Each line below needs to be printed again exactly.

| SUPPLIED RECORDS |
*****

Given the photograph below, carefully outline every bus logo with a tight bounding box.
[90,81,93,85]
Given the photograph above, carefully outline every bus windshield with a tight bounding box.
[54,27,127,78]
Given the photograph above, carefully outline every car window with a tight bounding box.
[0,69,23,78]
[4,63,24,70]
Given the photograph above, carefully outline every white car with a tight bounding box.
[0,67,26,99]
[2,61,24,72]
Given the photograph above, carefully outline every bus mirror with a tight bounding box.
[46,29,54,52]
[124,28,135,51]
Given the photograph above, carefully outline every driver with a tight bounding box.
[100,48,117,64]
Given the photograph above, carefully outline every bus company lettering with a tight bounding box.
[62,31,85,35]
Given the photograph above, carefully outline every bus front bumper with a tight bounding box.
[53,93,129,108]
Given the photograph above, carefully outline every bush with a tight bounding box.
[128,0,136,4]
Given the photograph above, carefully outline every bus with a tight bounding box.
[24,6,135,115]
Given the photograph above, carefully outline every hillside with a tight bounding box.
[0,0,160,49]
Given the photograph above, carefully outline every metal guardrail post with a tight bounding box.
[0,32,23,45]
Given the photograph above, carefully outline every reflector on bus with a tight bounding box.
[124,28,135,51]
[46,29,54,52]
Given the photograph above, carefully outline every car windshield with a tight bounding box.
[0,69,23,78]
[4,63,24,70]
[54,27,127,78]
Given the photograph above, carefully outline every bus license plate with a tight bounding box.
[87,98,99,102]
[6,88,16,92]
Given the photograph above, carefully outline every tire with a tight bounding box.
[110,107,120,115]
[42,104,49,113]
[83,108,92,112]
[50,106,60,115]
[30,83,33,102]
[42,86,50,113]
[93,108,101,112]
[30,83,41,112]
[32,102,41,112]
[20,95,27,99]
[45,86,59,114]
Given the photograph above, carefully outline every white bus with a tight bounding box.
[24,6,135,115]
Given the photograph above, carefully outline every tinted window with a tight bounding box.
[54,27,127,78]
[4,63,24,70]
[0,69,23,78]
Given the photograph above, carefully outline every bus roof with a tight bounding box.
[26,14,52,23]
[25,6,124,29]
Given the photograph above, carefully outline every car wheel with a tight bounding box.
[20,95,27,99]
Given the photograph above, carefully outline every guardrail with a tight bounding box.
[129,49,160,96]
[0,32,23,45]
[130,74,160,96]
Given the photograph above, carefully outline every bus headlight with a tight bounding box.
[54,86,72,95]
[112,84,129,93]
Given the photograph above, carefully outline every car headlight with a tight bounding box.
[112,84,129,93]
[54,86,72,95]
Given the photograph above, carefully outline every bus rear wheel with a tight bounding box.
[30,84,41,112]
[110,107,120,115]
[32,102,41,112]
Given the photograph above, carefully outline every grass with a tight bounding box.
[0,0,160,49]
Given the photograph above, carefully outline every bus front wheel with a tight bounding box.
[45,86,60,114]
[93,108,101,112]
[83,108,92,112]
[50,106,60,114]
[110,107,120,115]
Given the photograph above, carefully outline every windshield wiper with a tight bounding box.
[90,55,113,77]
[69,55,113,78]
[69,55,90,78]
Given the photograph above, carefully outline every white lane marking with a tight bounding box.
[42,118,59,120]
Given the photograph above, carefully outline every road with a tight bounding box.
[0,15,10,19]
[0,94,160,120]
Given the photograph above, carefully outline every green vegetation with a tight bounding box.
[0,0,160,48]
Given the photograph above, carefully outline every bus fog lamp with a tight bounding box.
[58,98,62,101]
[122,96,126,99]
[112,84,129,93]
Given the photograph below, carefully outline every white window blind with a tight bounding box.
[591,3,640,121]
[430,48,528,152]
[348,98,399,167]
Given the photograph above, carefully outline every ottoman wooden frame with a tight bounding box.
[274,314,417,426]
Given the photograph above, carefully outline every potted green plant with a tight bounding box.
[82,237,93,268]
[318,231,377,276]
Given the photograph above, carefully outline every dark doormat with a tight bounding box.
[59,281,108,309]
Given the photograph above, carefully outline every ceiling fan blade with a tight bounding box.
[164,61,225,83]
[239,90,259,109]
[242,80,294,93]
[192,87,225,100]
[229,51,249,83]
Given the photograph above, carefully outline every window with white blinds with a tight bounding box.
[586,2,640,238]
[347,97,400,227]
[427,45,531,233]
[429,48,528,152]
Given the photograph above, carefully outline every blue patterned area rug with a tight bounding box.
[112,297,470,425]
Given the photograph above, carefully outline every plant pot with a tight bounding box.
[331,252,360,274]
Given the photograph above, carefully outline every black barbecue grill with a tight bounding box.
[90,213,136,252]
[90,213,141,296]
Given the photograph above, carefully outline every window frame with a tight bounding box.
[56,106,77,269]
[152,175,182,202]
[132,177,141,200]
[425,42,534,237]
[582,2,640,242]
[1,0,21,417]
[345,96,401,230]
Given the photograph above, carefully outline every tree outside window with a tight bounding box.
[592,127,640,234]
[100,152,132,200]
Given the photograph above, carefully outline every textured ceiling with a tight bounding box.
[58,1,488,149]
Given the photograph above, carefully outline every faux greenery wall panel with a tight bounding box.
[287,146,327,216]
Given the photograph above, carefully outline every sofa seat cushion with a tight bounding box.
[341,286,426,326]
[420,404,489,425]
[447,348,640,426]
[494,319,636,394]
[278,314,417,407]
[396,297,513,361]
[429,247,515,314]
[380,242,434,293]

*****

| SOLUTION TO THIS EXERCISE |
Given the photograph below, carefully outline every bus logo with a tight bounding box.
[90,81,93,85]
Given the photograph above, carefully outline every bus windshield with a tight bounding box.
[54,27,127,78]
Given the photograph above, carefully outline every car window with a tight bounding box.
[0,69,23,78]
[4,63,24,70]
Given the photograph above, carefully outline every white car with a tight bounding box.
[0,67,26,99]
[2,61,24,72]
Given the photograph above, carefully outline every bus mirror with a tight bounding box.
[46,29,54,52]
[124,28,135,51]
Given the photograph above, carefully outline every driver with a tight bounding box.
[100,48,117,64]
Given the photograph above, carefully outline every bus company lettering with a tight bounding box.
[62,31,85,35]
Given the photograph above, carefully outline every bus front bumper with a tight bounding box.
[53,93,129,108]
Given the photograph above, carefully outline every bush with a tight bounding box.
[128,0,136,4]
Given the photograph above, carefully outline every bus with a tight bounding box.
[24,6,135,115]
Given the photograph above, carefully outline every hillside with a tight bounding box.
[0,0,160,49]
Given the photograph above, carefully outline every metal guardrail post with a tight bounding box.
[0,32,23,45]
Given the photograph above, carefully outline every reflector on bus with a tight bounding box.
[124,28,135,51]
[46,29,54,52]
Given the photograph above, carefully outline every car windshield with a tight bounding box.
[0,69,23,78]
[4,63,24,70]
[54,27,127,78]
Given the photograph above, carefully outline every bus license plate with a tight bounding box.
[87,98,99,102]
[6,88,16,92]
Given the photograph above, carefully outline every tire with a tight bounding box.
[110,107,120,115]
[42,104,49,113]
[83,108,92,112]
[50,106,60,115]
[30,83,33,102]
[42,86,50,113]
[93,108,101,112]
[30,83,41,112]
[32,102,41,112]
[20,95,27,99]
[45,86,59,114]
Given the photograph above, carefully outline every white bus with a tight bounding box.
[24,6,135,115]
Given the photograph above, carefully outline every tinted window with a tight bounding box.
[54,27,127,78]
[4,63,24,70]
[0,69,23,78]
Given the photograph above, carefully outline every bus roof with a tight bounding box.
[26,14,52,23]
[25,6,124,29]
Given the photograph above, carefully outline every car wheel with a tight bounding box.
[20,95,27,99]
Given the photograph above, carefully outline every guardrail with a tight bounding box.
[129,49,160,96]
[0,32,23,45]
[130,74,160,96]
Given the photograph above, carefully outline every bus headlight with a tight bounding box.
[54,86,72,95]
[112,84,129,93]
Given the photograph above, carefully outline every car headlight with a tight bounding box.
[112,84,129,93]
[54,86,72,95]
Given the photograph above, carefully outline every bus rear wheel with a tight bounding box.
[30,84,41,112]
[110,107,120,115]
[32,102,41,112]
Given the photograph above, carefully outline every grass with a tight bounding box.
[0,0,160,49]
Given the photograph above, carefully outline every bus front wheel with a tight bounding box.
[45,86,60,114]
[93,108,101,112]
[83,108,92,112]
[50,106,60,114]
[110,107,120,115]
Given the photograph above, carefully outline every windshield wiper with a tight bounding box.
[90,55,113,77]
[69,55,113,78]
[69,55,90,78]
Given the photograph above, carefully outline every white lane marking with a tight bounding box.
[42,118,59,120]
Given the photograph above, carefully outline every road with a tight bounding box.
[0,15,10,19]
[0,94,160,120]
Given the photograph above, carefully outline every green vegetation with a tight bounding box.
[0,0,160,48]
Given the photograph above, carefully outline every bus fog lamp with a tight bounding box.
[58,98,62,101]
[122,96,126,99]
[112,84,129,93]
Given the photograph below, carefully outline every white window blind with a tight bounding box.
[591,3,640,121]
[430,48,528,152]
[348,98,399,167]
Given the photograph above, carefully outline every ottoman wooden frame with a tight bounding box.
[274,314,417,426]
Given the photograph above, carefully outline every potted green plant with a tight bounding box.
[82,237,93,268]
[318,231,377,276]
Given the photograph above, carefully outline every dark doormat with a tight bounding box.
[59,281,108,309]
Given the photograph above, carefully outline every ceiling fan blade with a tight bounding box.
[164,61,225,83]
[239,90,259,109]
[242,80,294,93]
[192,87,225,100]
[229,51,249,83]
Given the photograph above, carefully outline every window with white blinds with a tight bounding box.
[586,2,640,238]
[347,97,400,227]
[427,45,531,233]
[429,48,528,152]
Given the photograph above, carefully outline every blue patterned area rug with a tight bounding box.
[112,297,470,425]
Given the photograph above, carefully outline every plant pot with a tight bounding box.
[331,252,360,274]
Given the photograph above, carefully outline every black barbecue grill with a tight bounding box.
[90,213,136,252]
[90,213,141,296]
Given the photograph above, carefully outline every window frame with a tight bounding box.
[56,106,77,269]
[152,175,182,202]
[132,177,141,200]
[425,42,534,237]
[582,2,640,242]
[1,0,21,417]
[345,96,401,230]
Given the photograph above, carefully outline every tree outside window with a tight bounding box.
[592,127,640,234]
[100,152,132,200]
Given the photograph above, carefully outline every textured ceiling with a tight bounding box.
[58,1,488,149]
Given the photograph above, carefully outline every faux greenery wall panel with a tight bounding box.
[287,146,327,216]
Given the photograph above, carefully outline every sofa seat cushion with a tight bounding box.
[341,286,426,326]
[420,404,489,425]
[447,348,640,426]
[494,319,636,394]
[278,314,417,407]
[396,297,513,361]
[429,247,515,314]
[380,242,434,293]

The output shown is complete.